Provided entries »

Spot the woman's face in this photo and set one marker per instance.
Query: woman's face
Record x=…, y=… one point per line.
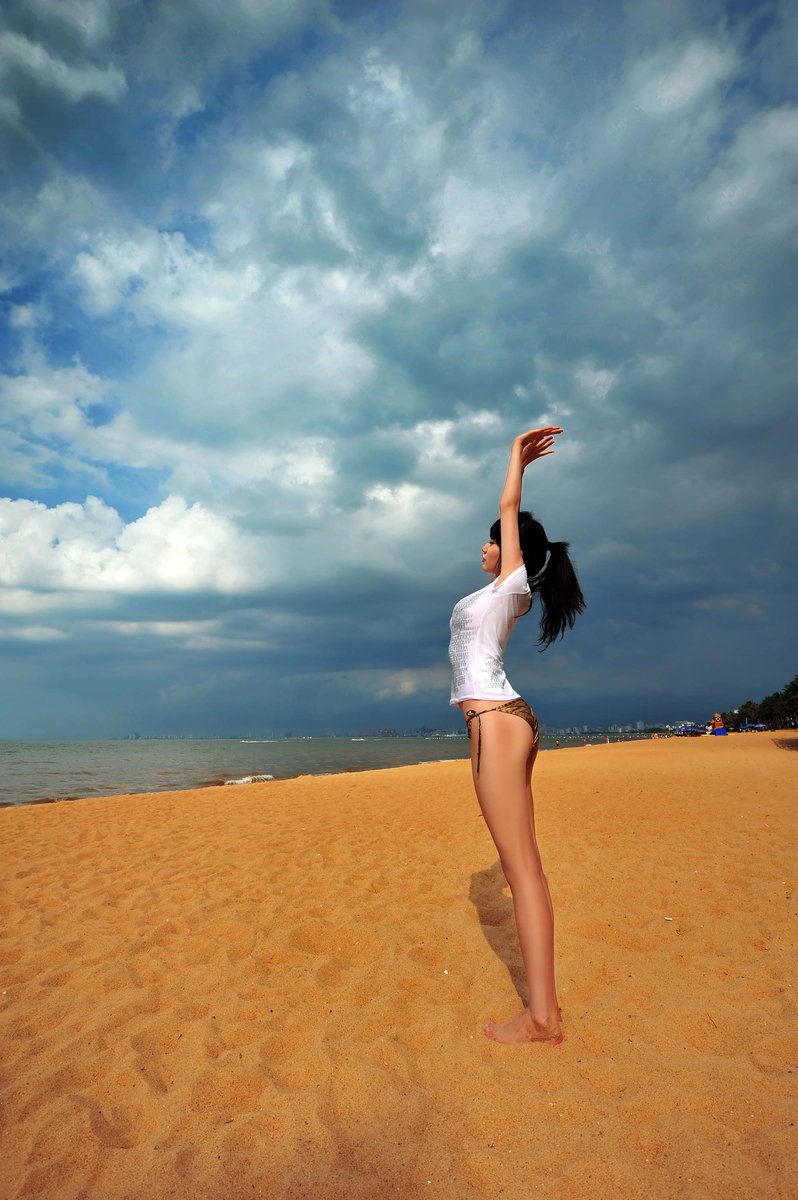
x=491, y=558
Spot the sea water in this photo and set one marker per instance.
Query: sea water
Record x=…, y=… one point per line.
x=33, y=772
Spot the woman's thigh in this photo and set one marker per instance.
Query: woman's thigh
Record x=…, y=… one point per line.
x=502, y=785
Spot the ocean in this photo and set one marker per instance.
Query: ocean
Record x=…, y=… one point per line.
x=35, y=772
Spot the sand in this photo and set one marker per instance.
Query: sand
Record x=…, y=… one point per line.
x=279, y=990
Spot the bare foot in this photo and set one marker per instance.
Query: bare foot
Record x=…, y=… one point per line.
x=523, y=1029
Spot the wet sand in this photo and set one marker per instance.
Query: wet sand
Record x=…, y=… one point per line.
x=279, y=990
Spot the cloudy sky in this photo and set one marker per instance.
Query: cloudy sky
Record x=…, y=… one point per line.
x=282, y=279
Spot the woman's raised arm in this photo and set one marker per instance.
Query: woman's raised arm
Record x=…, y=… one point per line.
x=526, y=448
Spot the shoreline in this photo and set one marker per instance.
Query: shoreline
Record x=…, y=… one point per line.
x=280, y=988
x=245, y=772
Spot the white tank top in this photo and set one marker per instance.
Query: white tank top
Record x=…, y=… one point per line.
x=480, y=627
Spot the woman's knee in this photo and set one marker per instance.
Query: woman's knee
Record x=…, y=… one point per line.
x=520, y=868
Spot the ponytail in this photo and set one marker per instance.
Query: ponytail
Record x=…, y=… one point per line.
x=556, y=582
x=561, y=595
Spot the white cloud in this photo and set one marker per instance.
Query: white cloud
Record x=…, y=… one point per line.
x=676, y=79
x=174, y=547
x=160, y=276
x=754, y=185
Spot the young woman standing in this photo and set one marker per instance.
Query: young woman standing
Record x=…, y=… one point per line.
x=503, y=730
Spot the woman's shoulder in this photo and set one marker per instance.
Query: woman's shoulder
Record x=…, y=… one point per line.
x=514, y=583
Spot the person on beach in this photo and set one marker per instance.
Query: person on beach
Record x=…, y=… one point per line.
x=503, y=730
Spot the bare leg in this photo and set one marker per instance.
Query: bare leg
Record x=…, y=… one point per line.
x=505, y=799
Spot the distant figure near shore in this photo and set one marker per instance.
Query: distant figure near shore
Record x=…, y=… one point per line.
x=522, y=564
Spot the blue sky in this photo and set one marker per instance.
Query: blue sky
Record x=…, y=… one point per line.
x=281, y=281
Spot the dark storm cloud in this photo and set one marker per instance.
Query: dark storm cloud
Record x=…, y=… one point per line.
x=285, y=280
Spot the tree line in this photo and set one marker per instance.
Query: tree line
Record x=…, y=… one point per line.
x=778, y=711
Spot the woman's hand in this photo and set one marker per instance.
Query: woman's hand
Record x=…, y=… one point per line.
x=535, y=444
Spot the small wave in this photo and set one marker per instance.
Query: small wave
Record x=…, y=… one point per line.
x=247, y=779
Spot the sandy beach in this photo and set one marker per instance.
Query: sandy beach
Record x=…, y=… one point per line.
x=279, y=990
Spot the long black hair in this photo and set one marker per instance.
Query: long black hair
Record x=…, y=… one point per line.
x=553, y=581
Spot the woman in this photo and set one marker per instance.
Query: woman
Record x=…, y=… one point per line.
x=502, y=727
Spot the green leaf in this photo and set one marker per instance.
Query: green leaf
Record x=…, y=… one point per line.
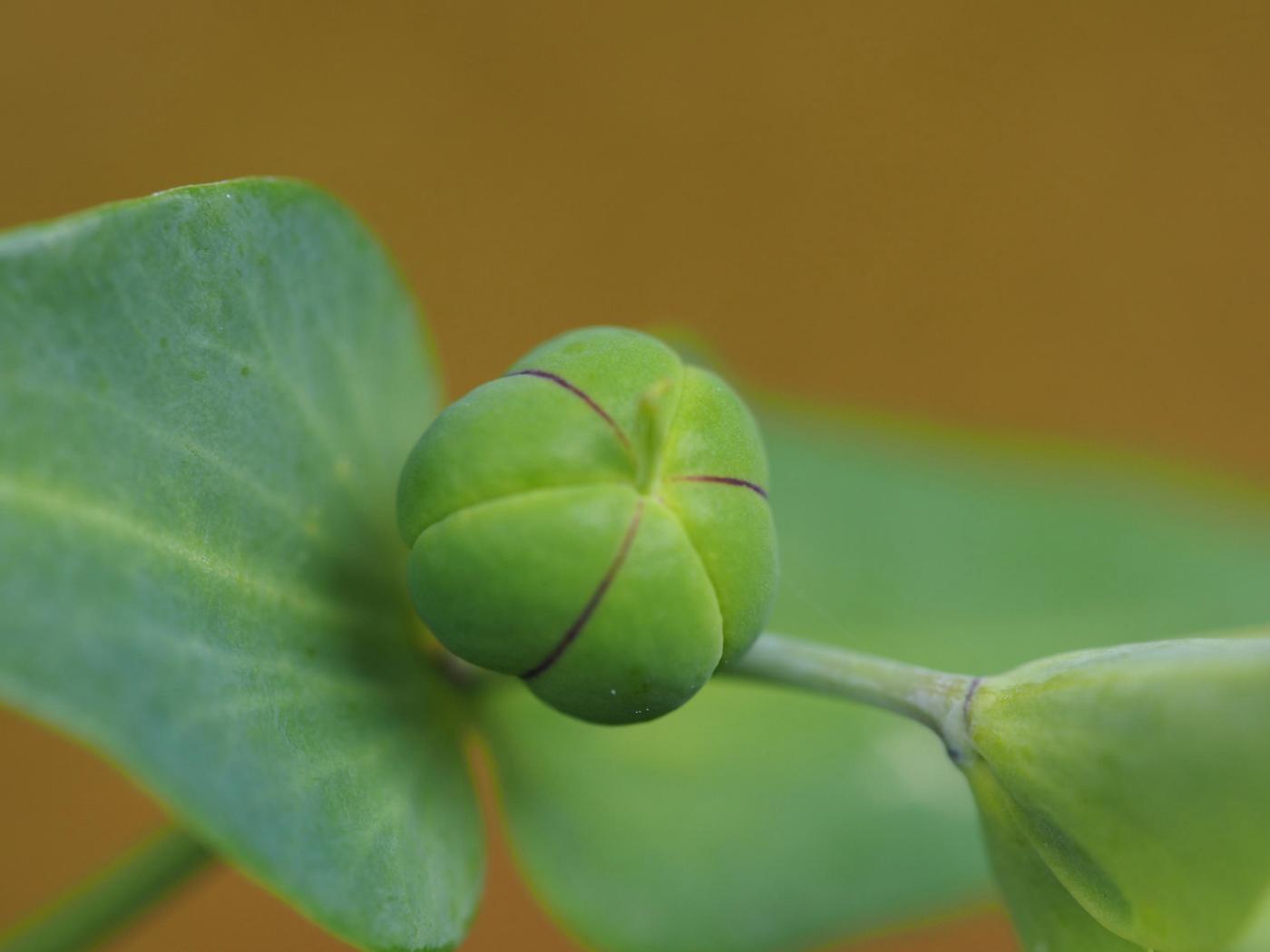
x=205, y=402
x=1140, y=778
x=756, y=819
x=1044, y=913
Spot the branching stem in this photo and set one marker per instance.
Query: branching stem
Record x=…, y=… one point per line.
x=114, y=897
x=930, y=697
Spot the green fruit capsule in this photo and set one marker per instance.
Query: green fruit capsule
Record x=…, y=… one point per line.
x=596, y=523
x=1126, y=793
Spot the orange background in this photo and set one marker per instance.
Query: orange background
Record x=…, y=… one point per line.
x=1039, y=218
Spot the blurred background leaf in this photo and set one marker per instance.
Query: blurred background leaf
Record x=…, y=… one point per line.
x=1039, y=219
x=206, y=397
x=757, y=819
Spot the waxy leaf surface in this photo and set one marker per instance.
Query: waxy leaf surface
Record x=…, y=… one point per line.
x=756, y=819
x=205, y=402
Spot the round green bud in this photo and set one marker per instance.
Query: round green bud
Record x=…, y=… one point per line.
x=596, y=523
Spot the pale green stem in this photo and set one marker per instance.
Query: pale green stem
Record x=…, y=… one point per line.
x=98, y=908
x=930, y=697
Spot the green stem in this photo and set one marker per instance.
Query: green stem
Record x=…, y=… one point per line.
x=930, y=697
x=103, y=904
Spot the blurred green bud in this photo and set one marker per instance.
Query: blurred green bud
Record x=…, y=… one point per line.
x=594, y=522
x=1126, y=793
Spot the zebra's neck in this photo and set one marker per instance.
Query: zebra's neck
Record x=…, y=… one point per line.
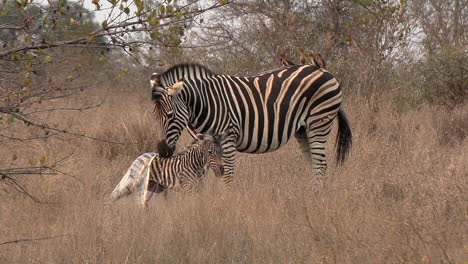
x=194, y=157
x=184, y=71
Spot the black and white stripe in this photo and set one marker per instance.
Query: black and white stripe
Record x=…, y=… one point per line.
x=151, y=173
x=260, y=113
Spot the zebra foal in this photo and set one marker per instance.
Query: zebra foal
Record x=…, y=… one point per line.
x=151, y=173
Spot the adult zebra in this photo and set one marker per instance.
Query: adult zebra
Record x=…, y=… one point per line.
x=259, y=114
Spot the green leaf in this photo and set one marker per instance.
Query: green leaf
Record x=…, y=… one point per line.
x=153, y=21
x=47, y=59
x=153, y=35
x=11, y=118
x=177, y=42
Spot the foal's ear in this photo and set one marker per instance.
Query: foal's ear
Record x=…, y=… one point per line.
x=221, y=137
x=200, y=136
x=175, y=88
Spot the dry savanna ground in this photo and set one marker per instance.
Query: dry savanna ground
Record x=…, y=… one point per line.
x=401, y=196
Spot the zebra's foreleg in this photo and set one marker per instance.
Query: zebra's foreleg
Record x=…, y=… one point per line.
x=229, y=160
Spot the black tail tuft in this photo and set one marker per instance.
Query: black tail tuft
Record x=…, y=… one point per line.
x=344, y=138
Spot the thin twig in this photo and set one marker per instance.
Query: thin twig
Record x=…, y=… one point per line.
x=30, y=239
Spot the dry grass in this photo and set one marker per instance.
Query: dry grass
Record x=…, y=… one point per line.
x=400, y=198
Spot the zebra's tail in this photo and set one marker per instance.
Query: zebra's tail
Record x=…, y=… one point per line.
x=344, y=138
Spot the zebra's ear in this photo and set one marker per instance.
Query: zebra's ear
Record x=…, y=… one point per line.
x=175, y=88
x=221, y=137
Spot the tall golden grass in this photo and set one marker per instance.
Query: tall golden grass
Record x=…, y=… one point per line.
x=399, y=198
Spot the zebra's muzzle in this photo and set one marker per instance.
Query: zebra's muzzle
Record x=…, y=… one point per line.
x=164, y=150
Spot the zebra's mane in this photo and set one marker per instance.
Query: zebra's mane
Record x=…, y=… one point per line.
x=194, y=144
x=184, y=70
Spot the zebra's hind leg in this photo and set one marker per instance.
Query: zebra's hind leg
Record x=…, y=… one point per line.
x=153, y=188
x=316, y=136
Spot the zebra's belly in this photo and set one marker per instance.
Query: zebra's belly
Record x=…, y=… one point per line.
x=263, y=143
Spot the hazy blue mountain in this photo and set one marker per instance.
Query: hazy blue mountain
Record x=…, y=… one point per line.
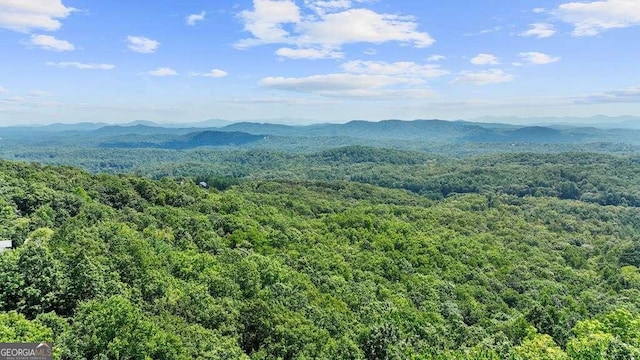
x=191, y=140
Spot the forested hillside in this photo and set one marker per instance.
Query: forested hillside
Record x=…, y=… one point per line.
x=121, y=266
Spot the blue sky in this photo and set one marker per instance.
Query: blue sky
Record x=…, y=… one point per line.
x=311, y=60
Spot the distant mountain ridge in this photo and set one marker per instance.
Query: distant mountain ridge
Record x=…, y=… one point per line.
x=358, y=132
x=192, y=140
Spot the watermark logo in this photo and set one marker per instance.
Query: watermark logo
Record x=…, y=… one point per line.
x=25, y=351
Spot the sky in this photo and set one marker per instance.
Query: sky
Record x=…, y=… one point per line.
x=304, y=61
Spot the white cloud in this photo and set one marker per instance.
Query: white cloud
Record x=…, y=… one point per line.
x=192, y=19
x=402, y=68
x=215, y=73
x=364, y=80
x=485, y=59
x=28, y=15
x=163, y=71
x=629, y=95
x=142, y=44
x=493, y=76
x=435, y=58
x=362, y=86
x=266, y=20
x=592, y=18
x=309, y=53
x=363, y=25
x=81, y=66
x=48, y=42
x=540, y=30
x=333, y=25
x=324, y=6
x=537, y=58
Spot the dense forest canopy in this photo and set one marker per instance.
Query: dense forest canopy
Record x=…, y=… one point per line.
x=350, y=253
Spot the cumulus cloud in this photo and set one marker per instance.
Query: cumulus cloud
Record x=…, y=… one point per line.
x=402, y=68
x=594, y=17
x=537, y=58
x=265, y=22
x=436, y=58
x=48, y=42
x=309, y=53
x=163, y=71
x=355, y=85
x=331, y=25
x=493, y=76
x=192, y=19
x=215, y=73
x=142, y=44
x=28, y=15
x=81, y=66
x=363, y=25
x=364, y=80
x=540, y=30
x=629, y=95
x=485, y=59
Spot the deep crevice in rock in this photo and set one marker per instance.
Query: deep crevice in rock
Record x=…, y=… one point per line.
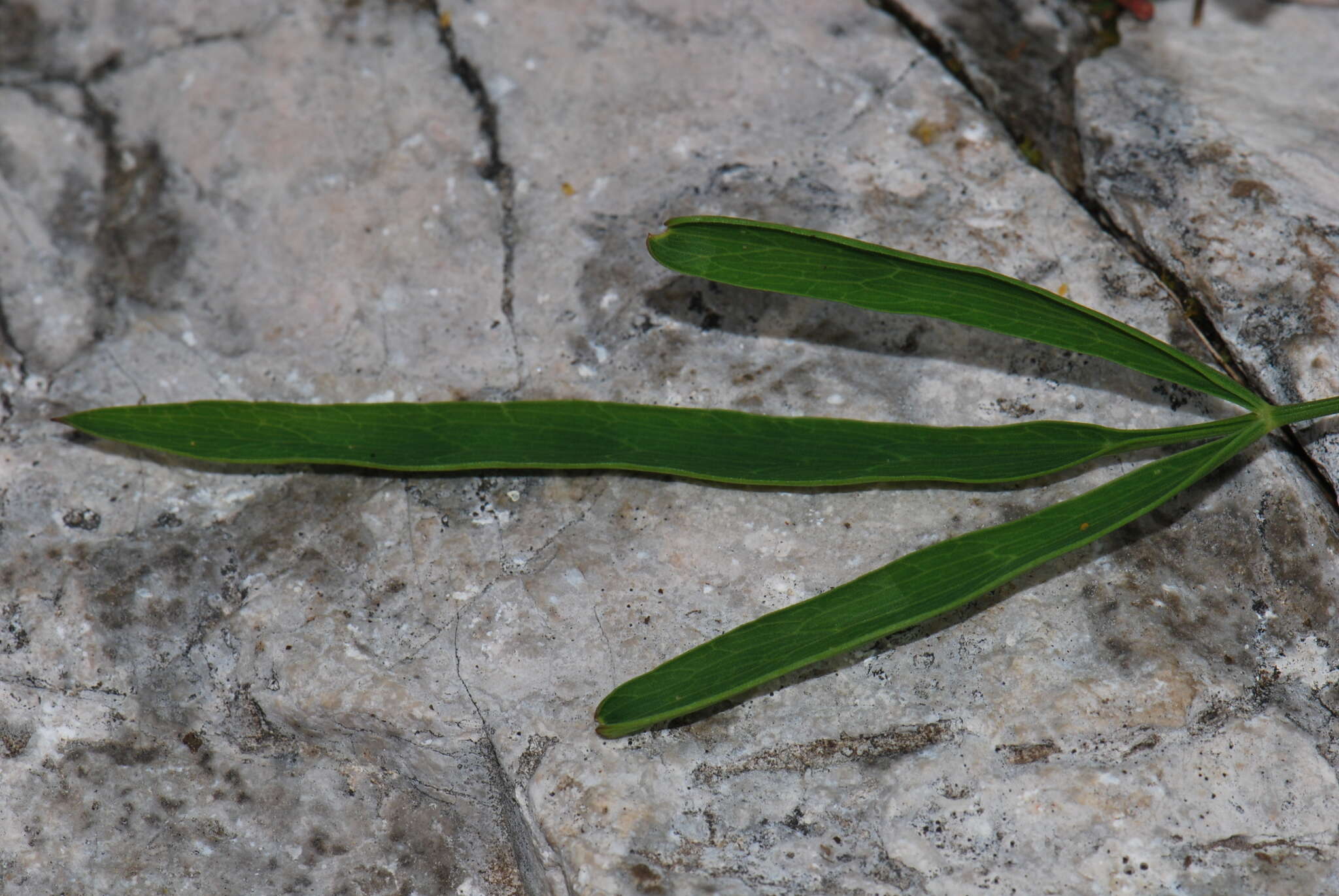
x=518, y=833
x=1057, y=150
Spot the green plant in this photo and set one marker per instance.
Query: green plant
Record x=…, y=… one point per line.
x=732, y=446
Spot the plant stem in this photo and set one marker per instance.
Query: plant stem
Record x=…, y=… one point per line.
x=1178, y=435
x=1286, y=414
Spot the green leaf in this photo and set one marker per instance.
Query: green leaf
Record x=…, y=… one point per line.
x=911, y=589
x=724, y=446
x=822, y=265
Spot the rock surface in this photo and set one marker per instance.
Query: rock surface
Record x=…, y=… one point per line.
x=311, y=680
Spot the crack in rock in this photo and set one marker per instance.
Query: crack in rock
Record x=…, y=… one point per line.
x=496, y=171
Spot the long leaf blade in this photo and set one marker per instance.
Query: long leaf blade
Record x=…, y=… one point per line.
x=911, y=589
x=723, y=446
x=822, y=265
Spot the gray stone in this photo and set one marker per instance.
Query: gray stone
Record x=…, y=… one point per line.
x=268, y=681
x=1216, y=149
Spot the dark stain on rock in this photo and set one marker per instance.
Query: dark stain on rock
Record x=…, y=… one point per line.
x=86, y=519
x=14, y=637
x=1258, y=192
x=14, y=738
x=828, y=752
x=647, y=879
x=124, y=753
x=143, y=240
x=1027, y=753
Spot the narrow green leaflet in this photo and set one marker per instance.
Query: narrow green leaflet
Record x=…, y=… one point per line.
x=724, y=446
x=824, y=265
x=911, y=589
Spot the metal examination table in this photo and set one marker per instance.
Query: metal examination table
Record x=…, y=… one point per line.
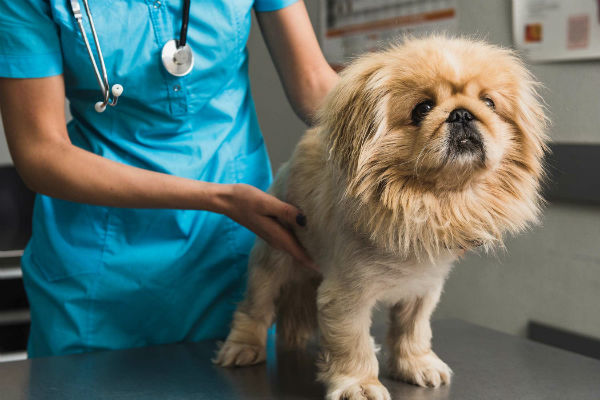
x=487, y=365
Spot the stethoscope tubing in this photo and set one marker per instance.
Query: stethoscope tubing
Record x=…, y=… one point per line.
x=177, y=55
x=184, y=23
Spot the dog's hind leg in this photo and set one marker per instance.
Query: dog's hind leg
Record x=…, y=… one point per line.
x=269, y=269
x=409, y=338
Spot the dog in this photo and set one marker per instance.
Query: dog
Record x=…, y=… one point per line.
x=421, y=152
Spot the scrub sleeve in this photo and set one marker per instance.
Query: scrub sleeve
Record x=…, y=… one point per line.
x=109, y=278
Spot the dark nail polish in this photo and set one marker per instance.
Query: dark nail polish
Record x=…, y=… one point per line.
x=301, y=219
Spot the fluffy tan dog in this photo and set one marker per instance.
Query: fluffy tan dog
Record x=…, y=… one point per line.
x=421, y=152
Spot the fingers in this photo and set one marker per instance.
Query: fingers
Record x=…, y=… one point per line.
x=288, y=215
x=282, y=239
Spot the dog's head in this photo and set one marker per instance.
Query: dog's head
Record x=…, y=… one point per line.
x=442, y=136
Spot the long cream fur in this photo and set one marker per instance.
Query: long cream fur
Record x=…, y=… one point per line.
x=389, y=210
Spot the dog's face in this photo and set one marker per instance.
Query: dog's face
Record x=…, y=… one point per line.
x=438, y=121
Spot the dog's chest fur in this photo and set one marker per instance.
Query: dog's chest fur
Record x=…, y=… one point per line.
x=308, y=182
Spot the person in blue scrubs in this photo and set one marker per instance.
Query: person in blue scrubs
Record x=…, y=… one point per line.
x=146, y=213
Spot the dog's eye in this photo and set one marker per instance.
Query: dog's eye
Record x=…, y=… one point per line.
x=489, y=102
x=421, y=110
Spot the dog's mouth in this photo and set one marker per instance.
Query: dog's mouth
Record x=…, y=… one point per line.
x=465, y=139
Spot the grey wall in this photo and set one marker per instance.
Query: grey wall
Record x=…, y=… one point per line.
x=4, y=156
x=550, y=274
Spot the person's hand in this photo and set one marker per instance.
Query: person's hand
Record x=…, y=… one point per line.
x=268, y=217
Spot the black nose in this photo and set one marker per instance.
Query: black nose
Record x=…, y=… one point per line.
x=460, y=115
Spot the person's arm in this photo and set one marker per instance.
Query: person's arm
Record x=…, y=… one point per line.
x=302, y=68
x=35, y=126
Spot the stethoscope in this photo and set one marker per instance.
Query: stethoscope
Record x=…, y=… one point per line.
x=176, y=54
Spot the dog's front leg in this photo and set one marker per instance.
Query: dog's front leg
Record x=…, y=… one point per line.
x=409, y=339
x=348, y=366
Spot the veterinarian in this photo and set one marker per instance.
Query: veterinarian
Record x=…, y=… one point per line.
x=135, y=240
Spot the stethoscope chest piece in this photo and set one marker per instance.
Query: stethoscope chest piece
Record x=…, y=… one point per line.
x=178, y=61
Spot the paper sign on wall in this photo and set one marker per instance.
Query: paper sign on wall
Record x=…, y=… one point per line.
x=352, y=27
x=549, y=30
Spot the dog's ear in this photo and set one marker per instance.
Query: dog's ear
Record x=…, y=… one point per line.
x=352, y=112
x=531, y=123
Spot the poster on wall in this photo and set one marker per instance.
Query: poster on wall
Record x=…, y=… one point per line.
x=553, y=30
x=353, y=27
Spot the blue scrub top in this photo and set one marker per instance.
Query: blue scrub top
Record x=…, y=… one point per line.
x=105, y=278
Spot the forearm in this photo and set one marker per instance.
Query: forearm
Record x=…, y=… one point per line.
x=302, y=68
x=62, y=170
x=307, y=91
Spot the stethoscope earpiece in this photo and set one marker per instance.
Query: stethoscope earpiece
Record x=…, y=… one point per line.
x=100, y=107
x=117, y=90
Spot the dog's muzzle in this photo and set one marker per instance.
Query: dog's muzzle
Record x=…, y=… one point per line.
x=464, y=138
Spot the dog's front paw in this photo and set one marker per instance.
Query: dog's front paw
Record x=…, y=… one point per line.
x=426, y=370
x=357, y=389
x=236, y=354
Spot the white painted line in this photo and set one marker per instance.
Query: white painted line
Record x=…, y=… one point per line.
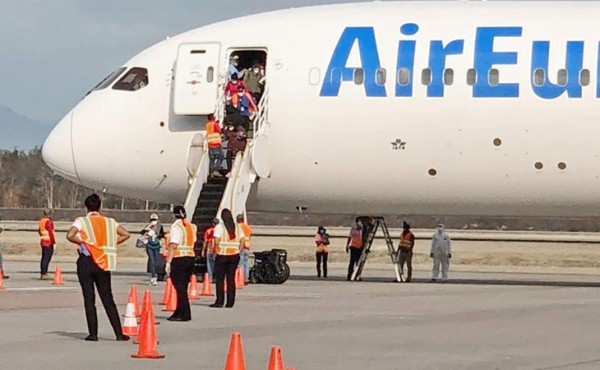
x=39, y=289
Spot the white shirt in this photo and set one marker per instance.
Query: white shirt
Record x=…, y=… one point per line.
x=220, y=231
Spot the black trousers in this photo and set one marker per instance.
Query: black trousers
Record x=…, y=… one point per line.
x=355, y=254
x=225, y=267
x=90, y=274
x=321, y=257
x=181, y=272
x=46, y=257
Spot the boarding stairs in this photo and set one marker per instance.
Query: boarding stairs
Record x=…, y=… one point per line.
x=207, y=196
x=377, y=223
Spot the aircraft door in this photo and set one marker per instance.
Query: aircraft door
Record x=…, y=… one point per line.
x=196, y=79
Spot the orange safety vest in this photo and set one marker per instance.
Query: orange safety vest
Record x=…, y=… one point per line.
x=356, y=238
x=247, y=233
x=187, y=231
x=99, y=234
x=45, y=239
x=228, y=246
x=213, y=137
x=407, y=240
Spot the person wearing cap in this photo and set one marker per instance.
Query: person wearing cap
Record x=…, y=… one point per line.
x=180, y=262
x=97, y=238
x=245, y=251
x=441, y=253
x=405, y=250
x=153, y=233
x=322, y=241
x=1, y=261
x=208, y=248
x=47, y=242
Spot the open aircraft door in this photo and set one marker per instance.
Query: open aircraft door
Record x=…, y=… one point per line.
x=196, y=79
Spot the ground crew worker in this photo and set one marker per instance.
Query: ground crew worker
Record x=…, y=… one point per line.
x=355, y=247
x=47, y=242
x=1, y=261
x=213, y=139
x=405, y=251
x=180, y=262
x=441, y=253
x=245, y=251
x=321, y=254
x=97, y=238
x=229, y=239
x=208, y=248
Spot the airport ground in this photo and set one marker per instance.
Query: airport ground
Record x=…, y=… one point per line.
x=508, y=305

Exercise details »
Could you reproduce, word for word, the lines of the listing from the one containing "Spot the bare leg" up to and including the one containing "x=281, y=281"?

Response to the task »
Spot the bare leg in this photo and set one marker per instance.
Query: bare leg
Record x=…, y=… one point per line.
x=505, y=799
Spot the distant figure near shore in this photo and set one marker per instance.
Query: distant figure near shore
Record x=…, y=… one point per line.
x=522, y=564
Spot the blue sky in this photo and set one marker per instance.
Query: blue sky
Record x=…, y=… one point per line.
x=281, y=281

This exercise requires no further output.